■ Required task
Pull out the lines of the records verbatim, starting with the line that contains "Expected: a point placed on each instance of the stanchion" and going on through the line that contains "Expected: a point placed on each instance of the small", both included.

■ Raw data
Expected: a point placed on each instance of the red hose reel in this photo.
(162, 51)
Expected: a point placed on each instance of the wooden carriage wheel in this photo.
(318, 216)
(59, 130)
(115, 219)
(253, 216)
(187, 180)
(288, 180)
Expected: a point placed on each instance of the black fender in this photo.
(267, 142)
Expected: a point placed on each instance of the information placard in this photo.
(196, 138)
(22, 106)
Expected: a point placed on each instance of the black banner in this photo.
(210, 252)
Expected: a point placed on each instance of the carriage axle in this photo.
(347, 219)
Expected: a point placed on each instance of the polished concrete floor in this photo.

---

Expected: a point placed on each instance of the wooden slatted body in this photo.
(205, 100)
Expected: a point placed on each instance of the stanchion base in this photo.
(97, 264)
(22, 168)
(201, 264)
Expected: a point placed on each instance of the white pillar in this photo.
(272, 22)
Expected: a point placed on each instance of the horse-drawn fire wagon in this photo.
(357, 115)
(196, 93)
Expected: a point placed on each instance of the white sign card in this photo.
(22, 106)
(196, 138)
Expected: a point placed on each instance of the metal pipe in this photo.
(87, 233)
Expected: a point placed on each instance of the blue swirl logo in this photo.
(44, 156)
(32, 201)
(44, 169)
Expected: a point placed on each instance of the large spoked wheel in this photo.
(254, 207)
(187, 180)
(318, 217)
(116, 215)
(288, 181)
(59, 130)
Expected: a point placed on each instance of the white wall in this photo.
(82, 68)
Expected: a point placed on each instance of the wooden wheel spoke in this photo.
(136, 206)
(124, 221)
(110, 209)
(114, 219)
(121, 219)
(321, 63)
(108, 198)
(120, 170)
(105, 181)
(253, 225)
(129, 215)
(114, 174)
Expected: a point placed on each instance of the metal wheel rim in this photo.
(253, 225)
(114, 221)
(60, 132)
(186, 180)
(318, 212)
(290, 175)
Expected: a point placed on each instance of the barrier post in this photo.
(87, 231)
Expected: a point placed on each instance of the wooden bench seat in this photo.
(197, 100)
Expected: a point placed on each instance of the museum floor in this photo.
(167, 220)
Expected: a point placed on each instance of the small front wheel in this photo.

---

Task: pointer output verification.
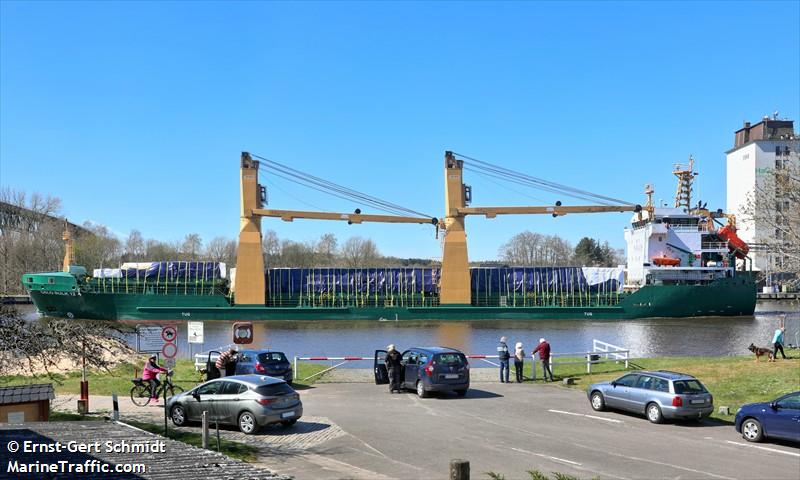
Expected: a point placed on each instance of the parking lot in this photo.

■ Result for this task
Expected: a point placed on each instance of the stanchion base in this photo.
(97, 264)
(22, 168)
(201, 264)
Expected: a point placed on each instance of the white pillar in this photo.
(272, 22)
Expected: a point placed on each instance of the horse-drawn fire wagon in this photo.
(357, 115)
(196, 93)
Expected: a point placed on each instance of the white sign card in this photo.
(22, 106)
(196, 138)
Expected: a point placed on each instance of the metal pipe in this photo.
(87, 233)
Expected: a point placed on each instance of the blue swirl logo in this photo.
(44, 156)
(32, 201)
(44, 169)
Expected: a point placed on each instance of the large spoked wheel in this photo.
(254, 207)
(187, 180)
(318, 217)
(116, 215)
(288, 181)
(59, 130)
Expected: a point placed on each instance of the white wall in this photo.
(82, 68)
Expected: a point placed on each instance of the wooden wheel spoke in this photo.
(136, 206)
(124, 221)
(110, 209)
(114, 219)
(121, 219)
(321, 63)
(108, 198)
(120, 170)
(105, 181)
(253, 225)
(129, 215)
(114, 174)
Expected: a point placed on each instance of the metal wheel rim in this photo.
(253, 225)
(114, 221)
(60, 132)
(186, 180)
(318, 212)
(290, 175)
Expected: a point placed on each instance of the barrier post in this photo.
(87, 231)
Expected: a point placed on each instance of the wooden bench seat in this photo.
(197, 100)
Expected: a point placed on each instance of the museum floor in this photo.
(167, 220)
Expected: a point placed on each instance of the small front wheel in this photo.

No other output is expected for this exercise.